§ What the task asks
List each line below that contains the word "leaf", copying every such line in full.

[Dataset excerpt]
---------------
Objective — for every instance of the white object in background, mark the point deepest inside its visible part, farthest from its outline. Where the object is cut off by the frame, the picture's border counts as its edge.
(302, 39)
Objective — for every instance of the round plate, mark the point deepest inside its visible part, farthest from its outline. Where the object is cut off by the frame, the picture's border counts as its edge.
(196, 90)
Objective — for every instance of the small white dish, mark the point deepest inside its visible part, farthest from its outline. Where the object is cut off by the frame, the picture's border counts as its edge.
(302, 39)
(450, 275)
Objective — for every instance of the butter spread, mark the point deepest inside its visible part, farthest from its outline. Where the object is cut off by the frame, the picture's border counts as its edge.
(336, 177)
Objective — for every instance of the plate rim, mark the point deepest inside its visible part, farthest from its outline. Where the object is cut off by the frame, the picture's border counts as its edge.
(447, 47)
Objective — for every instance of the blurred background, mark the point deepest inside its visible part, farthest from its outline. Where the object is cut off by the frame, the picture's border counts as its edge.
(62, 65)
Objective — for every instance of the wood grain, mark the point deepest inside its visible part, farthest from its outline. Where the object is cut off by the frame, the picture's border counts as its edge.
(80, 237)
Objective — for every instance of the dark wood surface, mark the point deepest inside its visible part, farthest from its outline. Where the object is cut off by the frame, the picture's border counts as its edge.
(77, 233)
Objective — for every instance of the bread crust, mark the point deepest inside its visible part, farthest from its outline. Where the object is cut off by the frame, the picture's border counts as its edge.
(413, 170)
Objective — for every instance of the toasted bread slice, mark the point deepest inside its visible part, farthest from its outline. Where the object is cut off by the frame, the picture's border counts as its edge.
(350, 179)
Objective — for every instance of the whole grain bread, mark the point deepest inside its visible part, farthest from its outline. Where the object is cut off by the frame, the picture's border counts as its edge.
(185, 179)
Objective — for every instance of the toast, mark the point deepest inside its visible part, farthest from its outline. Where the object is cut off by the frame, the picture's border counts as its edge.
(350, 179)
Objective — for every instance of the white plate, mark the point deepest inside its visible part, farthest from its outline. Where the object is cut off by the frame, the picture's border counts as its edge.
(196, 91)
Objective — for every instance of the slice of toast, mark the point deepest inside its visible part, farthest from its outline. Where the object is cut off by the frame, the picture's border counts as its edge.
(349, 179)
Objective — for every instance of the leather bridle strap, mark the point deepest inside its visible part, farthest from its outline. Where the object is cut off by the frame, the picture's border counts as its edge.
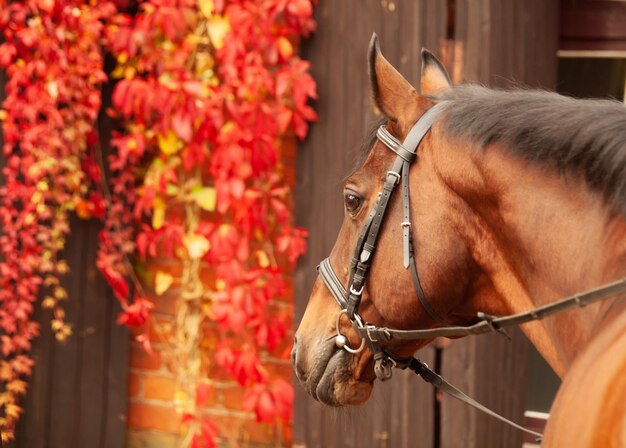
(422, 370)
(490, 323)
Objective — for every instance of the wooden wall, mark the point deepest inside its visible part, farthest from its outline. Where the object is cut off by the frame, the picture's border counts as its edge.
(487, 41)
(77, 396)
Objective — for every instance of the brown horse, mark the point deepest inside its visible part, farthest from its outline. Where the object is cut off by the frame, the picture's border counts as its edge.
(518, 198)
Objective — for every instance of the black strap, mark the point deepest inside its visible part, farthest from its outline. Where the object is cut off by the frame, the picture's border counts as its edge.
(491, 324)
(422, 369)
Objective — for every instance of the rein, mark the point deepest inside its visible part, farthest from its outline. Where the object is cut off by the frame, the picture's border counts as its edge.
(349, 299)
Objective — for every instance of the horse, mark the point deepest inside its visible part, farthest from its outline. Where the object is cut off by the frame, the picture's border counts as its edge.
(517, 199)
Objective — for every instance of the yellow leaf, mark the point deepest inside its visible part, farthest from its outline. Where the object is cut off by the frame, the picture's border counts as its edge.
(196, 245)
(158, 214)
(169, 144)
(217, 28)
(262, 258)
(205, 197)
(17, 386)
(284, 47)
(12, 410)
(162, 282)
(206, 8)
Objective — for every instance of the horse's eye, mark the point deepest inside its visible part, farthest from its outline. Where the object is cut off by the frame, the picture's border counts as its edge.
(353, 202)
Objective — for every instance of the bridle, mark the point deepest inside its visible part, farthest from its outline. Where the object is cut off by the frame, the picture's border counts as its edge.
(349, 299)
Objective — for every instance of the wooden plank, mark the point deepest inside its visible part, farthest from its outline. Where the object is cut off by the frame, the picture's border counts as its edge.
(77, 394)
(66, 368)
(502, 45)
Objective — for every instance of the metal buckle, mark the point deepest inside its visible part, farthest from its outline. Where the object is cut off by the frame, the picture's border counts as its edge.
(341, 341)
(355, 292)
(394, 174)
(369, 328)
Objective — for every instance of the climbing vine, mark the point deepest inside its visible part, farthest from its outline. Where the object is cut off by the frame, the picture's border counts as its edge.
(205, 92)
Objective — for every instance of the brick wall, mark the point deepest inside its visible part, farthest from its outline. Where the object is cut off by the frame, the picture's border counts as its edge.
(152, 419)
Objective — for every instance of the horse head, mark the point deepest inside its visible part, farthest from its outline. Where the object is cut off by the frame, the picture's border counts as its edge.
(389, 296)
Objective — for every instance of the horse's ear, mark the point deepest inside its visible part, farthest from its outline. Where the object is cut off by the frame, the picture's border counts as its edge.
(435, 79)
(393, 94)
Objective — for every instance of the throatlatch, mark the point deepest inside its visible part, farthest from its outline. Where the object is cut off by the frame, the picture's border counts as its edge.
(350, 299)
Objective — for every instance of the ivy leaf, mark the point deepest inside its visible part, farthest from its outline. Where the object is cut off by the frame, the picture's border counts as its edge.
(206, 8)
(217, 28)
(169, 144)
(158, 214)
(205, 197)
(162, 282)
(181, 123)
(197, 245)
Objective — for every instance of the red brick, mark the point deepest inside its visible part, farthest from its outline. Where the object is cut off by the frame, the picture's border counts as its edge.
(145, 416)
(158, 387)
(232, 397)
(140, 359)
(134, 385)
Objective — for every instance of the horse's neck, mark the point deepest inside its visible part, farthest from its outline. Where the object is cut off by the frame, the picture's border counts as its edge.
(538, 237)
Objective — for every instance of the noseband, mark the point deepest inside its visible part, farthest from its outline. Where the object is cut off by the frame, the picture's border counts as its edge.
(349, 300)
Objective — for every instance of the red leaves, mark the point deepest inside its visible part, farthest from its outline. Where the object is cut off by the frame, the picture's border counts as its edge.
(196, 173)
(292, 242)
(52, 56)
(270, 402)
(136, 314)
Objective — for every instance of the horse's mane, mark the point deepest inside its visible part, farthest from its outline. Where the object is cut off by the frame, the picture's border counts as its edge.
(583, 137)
---------------
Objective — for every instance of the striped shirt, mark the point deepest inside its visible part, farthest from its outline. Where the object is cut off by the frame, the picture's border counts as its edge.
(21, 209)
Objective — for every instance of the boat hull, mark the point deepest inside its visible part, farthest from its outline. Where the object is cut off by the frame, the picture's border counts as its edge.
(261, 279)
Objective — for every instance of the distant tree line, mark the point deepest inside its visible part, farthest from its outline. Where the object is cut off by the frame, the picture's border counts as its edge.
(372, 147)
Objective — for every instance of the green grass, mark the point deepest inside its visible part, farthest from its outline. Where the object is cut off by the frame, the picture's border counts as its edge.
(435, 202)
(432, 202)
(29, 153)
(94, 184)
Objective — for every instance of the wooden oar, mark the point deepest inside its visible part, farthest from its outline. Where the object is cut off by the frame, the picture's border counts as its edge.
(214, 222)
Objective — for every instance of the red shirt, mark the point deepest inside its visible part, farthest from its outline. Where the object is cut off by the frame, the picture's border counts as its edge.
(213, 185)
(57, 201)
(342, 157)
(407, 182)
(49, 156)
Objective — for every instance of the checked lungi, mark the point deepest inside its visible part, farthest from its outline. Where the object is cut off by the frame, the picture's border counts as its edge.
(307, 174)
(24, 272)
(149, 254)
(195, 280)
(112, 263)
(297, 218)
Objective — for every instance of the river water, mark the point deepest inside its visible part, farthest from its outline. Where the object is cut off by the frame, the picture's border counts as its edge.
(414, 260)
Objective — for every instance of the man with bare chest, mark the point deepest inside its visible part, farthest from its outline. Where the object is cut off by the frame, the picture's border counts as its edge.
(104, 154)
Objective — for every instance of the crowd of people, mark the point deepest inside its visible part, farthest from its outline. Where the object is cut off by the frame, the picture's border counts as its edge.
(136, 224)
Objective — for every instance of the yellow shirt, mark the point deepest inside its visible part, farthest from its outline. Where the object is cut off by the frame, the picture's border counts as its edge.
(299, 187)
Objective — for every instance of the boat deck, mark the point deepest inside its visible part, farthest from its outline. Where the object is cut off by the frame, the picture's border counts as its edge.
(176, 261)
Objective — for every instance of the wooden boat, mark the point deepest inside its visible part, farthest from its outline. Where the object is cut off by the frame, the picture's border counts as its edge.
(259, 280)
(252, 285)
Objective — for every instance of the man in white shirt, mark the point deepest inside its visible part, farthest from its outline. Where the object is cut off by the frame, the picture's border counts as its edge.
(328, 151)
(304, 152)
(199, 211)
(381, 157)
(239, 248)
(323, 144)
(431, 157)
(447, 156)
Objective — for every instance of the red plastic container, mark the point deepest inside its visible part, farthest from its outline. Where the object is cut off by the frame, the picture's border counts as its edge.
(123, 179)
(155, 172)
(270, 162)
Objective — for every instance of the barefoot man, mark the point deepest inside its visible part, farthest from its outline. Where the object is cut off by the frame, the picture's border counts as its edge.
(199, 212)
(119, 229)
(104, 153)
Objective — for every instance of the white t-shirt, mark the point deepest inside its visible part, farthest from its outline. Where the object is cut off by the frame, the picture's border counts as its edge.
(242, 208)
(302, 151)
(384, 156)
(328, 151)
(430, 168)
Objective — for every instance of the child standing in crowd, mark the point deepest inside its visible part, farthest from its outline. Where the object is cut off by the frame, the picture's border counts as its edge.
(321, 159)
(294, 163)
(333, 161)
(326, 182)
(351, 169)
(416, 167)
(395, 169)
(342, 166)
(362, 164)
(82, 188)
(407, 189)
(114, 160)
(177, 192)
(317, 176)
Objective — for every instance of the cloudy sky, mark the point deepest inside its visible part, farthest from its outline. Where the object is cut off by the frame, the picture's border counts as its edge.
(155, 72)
---------------
§ Task answer
Objective — for every instance of the yellow leaf, mark the point deepest inside its visible part, farthest from its outline. Where the object is cut off by the frame, the picture's border counts as its edge.
Objective — for every instance of the ivy leaf, mark the point deepest inside its visible part, farthest from its outline. Where the object is cut off by the frame, the picture's border counts as its edge.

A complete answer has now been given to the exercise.